◆ **Text section**:
'''

Featured Painter, Sue Key tops the list of artists who will join us at the 2022 Wildlife Arts Festival to share her unique perspectives on our natural world. Key spent a week in May immersing herself in the beauty of the Red Hills to capture imagery to inspire her paintings for the show. Enjoy these excerpts from her journal during her stay!

from the journal of SUE KEY

Arrived after lunch, unpacked, went to check out town. Coordinated with Corey about meeting late afternoon where he upgraded my walking tour with Kate’s quiet ATV mule which was responsive, sturdy and not stubborn whatsoever.
Determined that first light was 6:13 am and last light was 8:51 pm. That became my clock and the schedule I worked around every day while I was there.
Learned that Kate Scovil and Sallie Sullivan, along with Sallie’s son Tim, married the two plantations (Springhill and Borderline) to one common name of Springline. 16 different hunting courses, each 225-350 acres each. Amazing seeing the “feed lines” and how they feed quail on all the courses.
Life lessons from my first venture to some dog training ponds on the far southeast corner of property…
  1. Some roads are flat, wide and green and you know where you are and are very impressed with yourself.
  2. Some roads are washed out and sandy and have feet deep convoluted ruts and holes that can almost make your back tires dig in and kick up sand like a dog on the beach and you are on those roads but they are not on the map.
  3. Sometimes it takes more time than remaining daylight to get where you’re going and back home again.

'''

◆ **Data shown**:
'''

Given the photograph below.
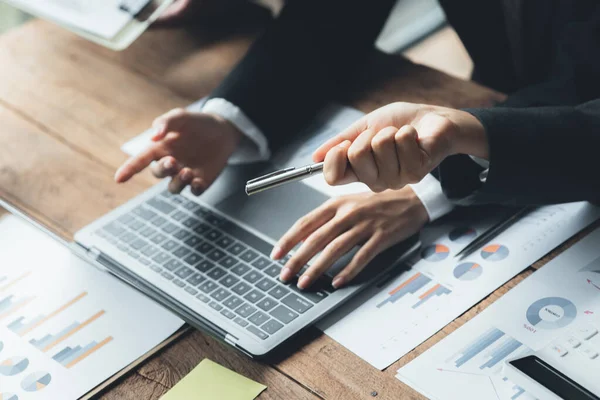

'''

Duplicate everything from "Arrived after lunch, unpacked, went" down to "I was there." in the Red Hills journal text above.

Arrived after lunch, unpacked, went to check out town. Coordinated with Corey about meeting late afternoon where he upgraded my walking tour with Kate’s quiet ATV mule which was responsive, sturdy and not stubborn whatsoever.
Determined that first light was 6:13 am and last light was 8:51 pm. That became my clock and the schedule I worked around every day while I was there.